Глазами ребёнка. Антология русского рассказа второй половины ХХ века с пояснениями Олега Лекманова и Михаила Свердлова
Шрифт:
– Твои вещи? – спросила женщина в железнодорожной шинели.
– Мои, – ответил мальчик.
– А что в этом узле? – И ткнула ногой грязный, сплющенный узел.
– Мамины фетровые боты, – сказал мальчик, – и два ватных одеяла… И коричневый отрез…
Женщина не стала проверять, взяла узел и чемодан, а мальчик взял другой узел и чемодан, и они пошли к вокзалу.
Сходным образом проявляют себя медсестра в больнице:
Мальчик поднялся по ступенькам, вошёл в коридор и наткнулся на женщину в марлевой косынке.
– Ты куда, – сказала женщина и растопырила руки, – ты куда в пальто?.. Ты чего?..
Мальчик нырнул у неё под руками, толкнул стеклянную дверь и сразу увидел мать. Она лежала на кровати посреди палаты.
– Вот, – сказал он, – вот, вот…
– Что “вот”? – спросила женщина. – Чего “вот”?
Но мальчик держался за ручку двери и повторял:
– Вот, ну вот же…
Мать была острижена наголо, и глаза её,
– Сын, – сказала она шёпотом.
И тогда мальчик заплакал.
– Ну, тише, – сказала женщина в косынке, – давай сюда пальто и подойди к матери.
и незнакомый мужчина на почте:
Почтовые окошки заслоняли чужие спины; куда бы мальчик ни подходил, он всюду натыкался на спины.
– Ты чего? – спросил какой-то мужчина. – Чего ты здесь путаешься?
– Мне телеграмму дать, – сказал мальчик и, вспомнив, что никогда в жизни не давал телеграмм, добавил: – Вы мне напишите телеграмму.
– Подожди, – сказал мужчина, – сядь, не путайся под ногами.
Мальчик присел на стул <…> Потом он посмотрел в окно и почувствовал беспокойство: начинало уже темнеть.

=== Список записей ===
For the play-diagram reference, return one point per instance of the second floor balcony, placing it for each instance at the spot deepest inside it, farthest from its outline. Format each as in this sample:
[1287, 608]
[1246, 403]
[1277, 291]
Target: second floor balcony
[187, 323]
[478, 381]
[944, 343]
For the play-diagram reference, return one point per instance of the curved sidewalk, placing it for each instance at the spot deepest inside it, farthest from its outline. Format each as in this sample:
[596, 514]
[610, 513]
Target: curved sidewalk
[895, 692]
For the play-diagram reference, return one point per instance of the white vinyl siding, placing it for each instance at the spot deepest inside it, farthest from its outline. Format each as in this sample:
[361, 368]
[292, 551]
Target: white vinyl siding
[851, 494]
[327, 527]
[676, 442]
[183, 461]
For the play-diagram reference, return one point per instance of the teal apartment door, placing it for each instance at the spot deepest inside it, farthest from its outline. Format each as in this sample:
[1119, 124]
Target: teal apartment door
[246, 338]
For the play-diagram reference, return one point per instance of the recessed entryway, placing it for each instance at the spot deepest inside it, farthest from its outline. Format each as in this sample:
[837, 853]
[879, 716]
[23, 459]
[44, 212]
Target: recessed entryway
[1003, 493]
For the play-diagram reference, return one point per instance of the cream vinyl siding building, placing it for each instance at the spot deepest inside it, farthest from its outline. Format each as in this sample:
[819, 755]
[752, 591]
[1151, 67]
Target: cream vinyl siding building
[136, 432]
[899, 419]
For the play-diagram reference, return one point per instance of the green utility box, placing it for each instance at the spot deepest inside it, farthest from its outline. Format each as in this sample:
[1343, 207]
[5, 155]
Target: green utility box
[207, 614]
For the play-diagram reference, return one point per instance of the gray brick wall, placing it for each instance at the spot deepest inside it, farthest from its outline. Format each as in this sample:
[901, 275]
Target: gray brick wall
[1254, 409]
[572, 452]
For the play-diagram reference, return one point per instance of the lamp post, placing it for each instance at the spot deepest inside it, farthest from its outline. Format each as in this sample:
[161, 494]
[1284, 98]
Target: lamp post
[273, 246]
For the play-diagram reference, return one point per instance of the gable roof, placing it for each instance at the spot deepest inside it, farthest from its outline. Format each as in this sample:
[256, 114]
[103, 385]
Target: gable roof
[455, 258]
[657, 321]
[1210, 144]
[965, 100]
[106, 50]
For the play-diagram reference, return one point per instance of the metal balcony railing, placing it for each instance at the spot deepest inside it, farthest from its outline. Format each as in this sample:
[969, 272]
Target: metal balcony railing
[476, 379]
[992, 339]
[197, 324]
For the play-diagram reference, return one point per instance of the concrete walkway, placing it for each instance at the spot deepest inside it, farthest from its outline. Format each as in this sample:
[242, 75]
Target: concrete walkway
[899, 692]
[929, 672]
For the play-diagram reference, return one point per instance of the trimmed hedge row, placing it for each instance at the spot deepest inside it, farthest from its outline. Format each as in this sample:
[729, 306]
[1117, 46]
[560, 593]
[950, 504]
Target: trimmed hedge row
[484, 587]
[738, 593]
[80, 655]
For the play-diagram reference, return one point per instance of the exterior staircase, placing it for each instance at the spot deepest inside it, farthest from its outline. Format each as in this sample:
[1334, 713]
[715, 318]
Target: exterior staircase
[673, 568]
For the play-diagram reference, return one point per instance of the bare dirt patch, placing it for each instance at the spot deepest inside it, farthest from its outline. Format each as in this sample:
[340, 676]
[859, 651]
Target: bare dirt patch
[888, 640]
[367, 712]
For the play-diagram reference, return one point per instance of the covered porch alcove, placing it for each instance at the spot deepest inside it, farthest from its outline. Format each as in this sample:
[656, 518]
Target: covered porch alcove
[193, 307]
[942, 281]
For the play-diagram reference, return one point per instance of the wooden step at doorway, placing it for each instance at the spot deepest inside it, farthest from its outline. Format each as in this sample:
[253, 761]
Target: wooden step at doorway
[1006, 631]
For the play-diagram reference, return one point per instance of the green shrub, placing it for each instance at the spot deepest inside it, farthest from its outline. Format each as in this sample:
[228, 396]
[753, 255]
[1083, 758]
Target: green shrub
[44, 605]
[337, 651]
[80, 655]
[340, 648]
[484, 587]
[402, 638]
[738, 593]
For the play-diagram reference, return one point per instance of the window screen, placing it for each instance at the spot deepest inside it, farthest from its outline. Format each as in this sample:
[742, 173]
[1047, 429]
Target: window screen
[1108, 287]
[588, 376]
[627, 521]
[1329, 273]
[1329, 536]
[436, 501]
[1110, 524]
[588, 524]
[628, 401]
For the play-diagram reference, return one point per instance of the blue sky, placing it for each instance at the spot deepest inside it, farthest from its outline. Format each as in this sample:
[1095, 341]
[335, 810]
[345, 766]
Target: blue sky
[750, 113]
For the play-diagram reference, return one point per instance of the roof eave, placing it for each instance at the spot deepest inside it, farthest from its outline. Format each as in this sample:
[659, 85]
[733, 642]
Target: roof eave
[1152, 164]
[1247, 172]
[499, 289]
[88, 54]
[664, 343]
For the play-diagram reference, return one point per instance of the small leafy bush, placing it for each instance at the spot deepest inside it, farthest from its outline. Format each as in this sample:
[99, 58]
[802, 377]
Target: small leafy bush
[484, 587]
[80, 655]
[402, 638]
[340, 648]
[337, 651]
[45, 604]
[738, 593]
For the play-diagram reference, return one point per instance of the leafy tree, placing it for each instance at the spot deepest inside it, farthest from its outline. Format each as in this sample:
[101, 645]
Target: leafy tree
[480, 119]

=== Задание ===
Измените кусок отрывка между словами «Но мальчик держался» и «подойди к матери.», включая их: поставьте «паренёк» вместо «мальчик» и приведите этот кусок целиком.

=== Ответ ===
Но паренёк держался за ручку двери и повторял:
– Вот, ну вот же…
Мать была острижена наголо, и глаза её,
– Сын, – сказала она шёпотом.
И тогда паренёк заплакал.
– Ну, тише, – сказала женщина в косынке, – давай сюда пальто и подойди к матери.